THE PROBLEM |
Exactly repeat the full listing that follows.

DATASET RECORDS |
#####
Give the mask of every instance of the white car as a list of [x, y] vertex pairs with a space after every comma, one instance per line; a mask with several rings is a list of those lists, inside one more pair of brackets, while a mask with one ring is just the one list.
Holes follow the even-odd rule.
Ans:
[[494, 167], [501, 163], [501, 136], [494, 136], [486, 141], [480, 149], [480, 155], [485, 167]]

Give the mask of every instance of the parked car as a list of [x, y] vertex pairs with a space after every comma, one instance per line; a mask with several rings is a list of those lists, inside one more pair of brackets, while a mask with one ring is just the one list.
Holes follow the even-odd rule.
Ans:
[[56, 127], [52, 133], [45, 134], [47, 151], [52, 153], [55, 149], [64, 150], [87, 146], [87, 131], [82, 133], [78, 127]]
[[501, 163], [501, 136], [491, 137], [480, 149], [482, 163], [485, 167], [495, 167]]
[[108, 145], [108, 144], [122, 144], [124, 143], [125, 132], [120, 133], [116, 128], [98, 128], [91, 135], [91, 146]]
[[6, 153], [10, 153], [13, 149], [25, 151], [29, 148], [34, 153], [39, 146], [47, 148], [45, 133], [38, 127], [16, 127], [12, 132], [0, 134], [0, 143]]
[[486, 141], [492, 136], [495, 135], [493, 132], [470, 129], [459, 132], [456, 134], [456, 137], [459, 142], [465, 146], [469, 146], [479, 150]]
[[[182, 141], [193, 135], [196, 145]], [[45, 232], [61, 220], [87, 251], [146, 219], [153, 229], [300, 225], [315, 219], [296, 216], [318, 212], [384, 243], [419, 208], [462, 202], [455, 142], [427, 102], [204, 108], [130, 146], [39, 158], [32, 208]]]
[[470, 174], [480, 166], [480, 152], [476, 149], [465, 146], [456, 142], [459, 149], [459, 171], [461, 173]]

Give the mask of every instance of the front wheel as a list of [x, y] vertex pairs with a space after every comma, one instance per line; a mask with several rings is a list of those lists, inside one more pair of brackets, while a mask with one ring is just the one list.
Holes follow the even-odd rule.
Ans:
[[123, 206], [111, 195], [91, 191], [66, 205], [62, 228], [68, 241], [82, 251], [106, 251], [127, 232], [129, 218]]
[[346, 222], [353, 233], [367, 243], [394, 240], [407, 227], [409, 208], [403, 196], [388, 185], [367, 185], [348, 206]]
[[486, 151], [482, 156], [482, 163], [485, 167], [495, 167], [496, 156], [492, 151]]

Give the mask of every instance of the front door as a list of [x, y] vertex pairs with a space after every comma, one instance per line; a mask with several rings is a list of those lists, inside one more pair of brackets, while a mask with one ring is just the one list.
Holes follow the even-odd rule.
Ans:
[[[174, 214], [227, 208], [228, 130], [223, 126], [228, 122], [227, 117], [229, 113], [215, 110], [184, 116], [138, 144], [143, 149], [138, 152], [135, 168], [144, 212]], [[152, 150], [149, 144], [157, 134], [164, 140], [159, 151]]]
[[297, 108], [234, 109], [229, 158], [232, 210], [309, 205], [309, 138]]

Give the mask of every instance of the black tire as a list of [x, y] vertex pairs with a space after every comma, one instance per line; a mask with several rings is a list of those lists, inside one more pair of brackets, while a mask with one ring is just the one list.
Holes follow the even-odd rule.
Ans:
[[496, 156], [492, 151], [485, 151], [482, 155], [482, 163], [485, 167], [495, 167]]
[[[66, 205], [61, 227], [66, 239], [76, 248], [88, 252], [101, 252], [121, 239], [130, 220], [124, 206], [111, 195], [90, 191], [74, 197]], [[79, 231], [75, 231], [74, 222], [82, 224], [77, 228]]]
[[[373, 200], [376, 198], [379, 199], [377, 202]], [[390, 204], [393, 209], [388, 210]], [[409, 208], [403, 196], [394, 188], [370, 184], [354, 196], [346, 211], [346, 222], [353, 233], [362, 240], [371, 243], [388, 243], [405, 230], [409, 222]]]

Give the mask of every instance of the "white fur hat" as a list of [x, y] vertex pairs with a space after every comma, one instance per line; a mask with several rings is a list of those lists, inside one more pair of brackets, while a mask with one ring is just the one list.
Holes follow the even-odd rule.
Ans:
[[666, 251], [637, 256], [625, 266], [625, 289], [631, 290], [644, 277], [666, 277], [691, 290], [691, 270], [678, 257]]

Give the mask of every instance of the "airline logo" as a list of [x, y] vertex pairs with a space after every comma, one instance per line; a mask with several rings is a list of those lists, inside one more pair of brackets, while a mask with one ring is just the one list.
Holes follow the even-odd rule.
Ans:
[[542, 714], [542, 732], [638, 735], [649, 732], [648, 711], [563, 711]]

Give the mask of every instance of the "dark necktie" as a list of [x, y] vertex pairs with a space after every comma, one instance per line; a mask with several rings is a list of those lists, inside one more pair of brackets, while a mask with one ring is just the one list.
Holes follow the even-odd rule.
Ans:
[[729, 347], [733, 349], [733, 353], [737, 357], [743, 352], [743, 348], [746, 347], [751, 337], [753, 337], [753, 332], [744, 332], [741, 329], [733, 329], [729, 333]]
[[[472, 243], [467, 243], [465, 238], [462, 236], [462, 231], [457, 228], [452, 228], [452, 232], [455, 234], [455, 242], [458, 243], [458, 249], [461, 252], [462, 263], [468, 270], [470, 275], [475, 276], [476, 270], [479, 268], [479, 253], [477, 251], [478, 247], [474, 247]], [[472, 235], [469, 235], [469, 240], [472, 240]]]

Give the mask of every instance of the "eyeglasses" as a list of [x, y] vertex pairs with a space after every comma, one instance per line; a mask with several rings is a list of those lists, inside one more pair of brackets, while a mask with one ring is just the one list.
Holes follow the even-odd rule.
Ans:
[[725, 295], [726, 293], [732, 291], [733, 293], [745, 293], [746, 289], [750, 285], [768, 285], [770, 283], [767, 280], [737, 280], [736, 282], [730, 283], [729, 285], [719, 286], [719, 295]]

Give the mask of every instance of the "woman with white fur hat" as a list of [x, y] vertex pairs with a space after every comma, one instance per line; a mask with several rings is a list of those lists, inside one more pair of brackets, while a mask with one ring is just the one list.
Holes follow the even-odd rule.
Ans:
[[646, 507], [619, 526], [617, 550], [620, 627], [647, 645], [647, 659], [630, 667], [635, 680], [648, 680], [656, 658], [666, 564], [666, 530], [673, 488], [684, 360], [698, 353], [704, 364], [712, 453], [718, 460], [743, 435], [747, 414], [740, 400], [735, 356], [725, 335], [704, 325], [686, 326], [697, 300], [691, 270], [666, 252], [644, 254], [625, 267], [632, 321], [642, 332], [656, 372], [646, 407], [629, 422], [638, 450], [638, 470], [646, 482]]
#####
FULL SOLUTION |
Give the mask of every instance of the white car as a list of [x, y] vertex pairs with a space after every comma, one instance per line; a mask with several rings is a list of those lists, inside one more pair of brackets, while a mask with one ring is just the one list.
Holes follow the even-odd rule.
Ans:
[[494, 167], [501, 163], [501, 136], [494, 136], [486, 141], [480, 149], [480, 155], [485, 167]]

Give the mask of every instance of the parked car as a list of [x, y] vertex pairs with a space after every comma, one instance per line; a mask with several rings is a list of those lists, inside one more pair of brackets, while a mask with one ring is just the one list.
Holes follow the even-odd rule.
Ans:
[[56, 127], [52, 133], [45, 134], [47, 151], [52, 153], [55, 149], [64, 150], [87, 146], [87, 131], [82, 133], [78, 127]]
[[501, 163], [501, 136], [491, 137], [480, 149], [482, 163], [485, 167], [495, 167]]
[[108, 145], [108, 144], [122, 144], [124, 143], [125, 132], [120, 133], [116, 128], [98, 128], [91, 135], [91, 146]]
[[6, 153], [10, 153], [13, 149], [25, 151], [29, 148], [34, 153], [39, 146], [47, 148], [45, 133], [38, 127], [16, 127], [12, 132], [0, 134], [0, 143]]
[[486, 141], [492, 136], [495, 135], [493, 132], [470, 129], [459, 132], [456, 134], [456, 137], [459, 142], [465, 146], [469, 146], [479, 150]]
[[[182, 141], [193, 135], [196, 145]], [[45, 232], [61, 220], [87, 251], [146, 219], [153, 229], [300, 225], [315, 219], [296, 216], [318, 212], [384, 243], [419, 208], [462, 202], [455, 142], [427, 102], [204, 108], [130, 146], [39, 158], [32, 208]]]
[[470, 174], [480, 166], [480, 152], [476, 149], [465, 146], [456, 142], [459, 149], [459, 171], [461, 173]]

Give the mask of every instance of the front wheel as a list of [x, y] vertex pairs with a space after every comma, one instance per line; a mask with several rings is a list of those lists, inside one more pair of brackets, while a mask with one ring is just the one list.
Holes follow the even-odd rule.
Ans:
[[123, 206], [111, 195], [91, 191], [66, 205], [62, 228], [68, 241], [82, 251], [106, 251], [127, 232], [129, 218]]
[[346, 222], [353, 233], [367, 243], [394, 240], [407, 227], [409, 208], [403, 196], [388, 185], [367, 185], [348, 206]]
[[486, 151], [482, 156], [482, 163], [485, 167], [495, 167], [496, 156], [492, 151]]

Give the mask of every instance of the front door as a list of [x, y] vertex pairs with a space after every comma, one instance per line; a mask with several rings is a list of those lists, inside one more pair of brackets, while a mask with one ring is just the one list.
Holes follow the even-odd rule.
Ans:
[[[174, 214], [227, 208], [228, 130], [223, 126], [228, 122], [227, 117], [229, 113], [215, 110], [184, 116], [138, 144], [143, 149], [138, 152], [135, 168], [144, 212]], [[152, 150], [149, 144], [157, 134], [164, 140], [159, 151]]]
[[297, 108], [234, 109], [229, 158], [232, 210], [309, 205], [309, 138]]

Give the mask of every instance of the black tire as a list of [x, y] vertex pairs with a space after every comma, one instance per line; a mask with several rings is a list of those lists, inside one more pair of brackets, while a mask with one ring is just the one list.
Holes follow the even-odd rule.
Ans:
[[496, 156], [492, 151], [485, 151], [482, 155], [482, 163], [485, 167], [495, 167]]
[[[66, 205], [61, 227], [66, 239], [76, 248], [88, 252], [101, 252], [121, 239], [130, 220], [124, 206], [111, 195], [90, 191], [74, 197]], [[79, 231], [75, 231], [74, 222], [82, 224], [77, 228]]]
[[[373, 200], [376, 198], [379, 199], [377, 202]], [[390, 204], [393, 209], [388, 210]], [[409, 208], [403, 196], [394, 188], [370, 184], [354, 196], [346, 211], [346, 222], [353, 233], [362, 240], [371, 243], [388, 243], [405, 230], [409, 222]]]

Give the mask of every instance of the "white fur hat" as a list of [x, y] vertex pairs with a space after every comma, one instance per line; a mask with several rings is a list of those lists, inside one more pair of brackets, while a mask with one ring is just the one list.
Holes follow the even-odd rule.
Ans:
[[666, 251], [637, 256], [625, 266], [625, 289], [631, 290], [644, 277], [666, 277], [691, 290], [691, 270], [678, 257]]

Give the mask of every instance of the "airline logo" as a list of [x, y] vertex pairs with a space after every comma, one instance per line; a mask with several rings is a list of those lists, inside one more pair of brackets, while a mask with one ring is just the one list.
Holes follow the even-odd rule.
Ans:
[[542, 714], [542, 732], [638, 735], [649, 732], [648, 711], [563, 711]]

Give the mask of every instance of the "dark necktie" as a list of [x, y] vertex pairs with a space after every comma, one instance per line; a mask with several rings is a list of those lists, inside one more pair of brackets, while a mask with one ring is just the one list.
Holes follow the even-odd rule.
Ans:
[[729, 347], [733, 349], [733, 353], [737, 357], [743, 352], [743, 348], [746, 347], [751, 337], [753, 337], [753, 332], [744, 332], [741, 329], [733, 329], [729, 333]]
[[[472, 243], [467, 243], [465, 238], [462, 236], [462, 231], [457, 228], [452, 228], [452, 232], [455, 234], [455, 242], [458, 243], [458, 249], [461, 252], [462, 263], [468, 270], [470, 275], [475, 276], [476, 270], [479, 268], [479, 253], [477, 251], [478, 247], [474, 247]], [[472, 235], [469, 235], [469, 240], [472, 240]]]

Give the mask of every instance of the "eyeglasses" as a list of [x, y] vertex pairs with a space after every comma, one instance per line; a mask with several rings is a list of those lists, inside one more pair of brackets, while a mask with one ring is just the one list.
Holes follow the even-odd rule.
Ans:
[[725, 295], [726, 293], [732, 291], [733, 293], [745, 293], [746, 289], [750, 285], [768, 285], [770, 283], [767, 280], [737, 280], [736, 282], [730, 283], [729, 285], [719, 286], [719, 295]]

Give the mask of every instance of the "woman with white fur hat" as a list of [x, y] vertex pairs with a space after every comma, one instance per line; a mask with several rings is a list of those lists, inside one more pair of brackets, while a mask with one ring is just the one list.
Holes follow the even-odd rule.
Ans:
[[646, 507], [619, 526], [617, 550], [620, 627], [647, 645], [647, 659], [630, 667], [635, 680], [648, 680], [656, 658], [666, 564], [666, 530], [673, 488], [684, 360], [698, 353], [704, 364], [712, 453], [718, 460], [743, 435], [747, 414], [740, 400], [735, 356], [725, 335], [704, 325], [686, 326], [697, 300], [691, 270], [666, 252], [644, 254], [625, 267], [632, 321], [642, 332], [656, 372], [646, 407], [629, 422], [638, 450], [638, 470], [646, 482]]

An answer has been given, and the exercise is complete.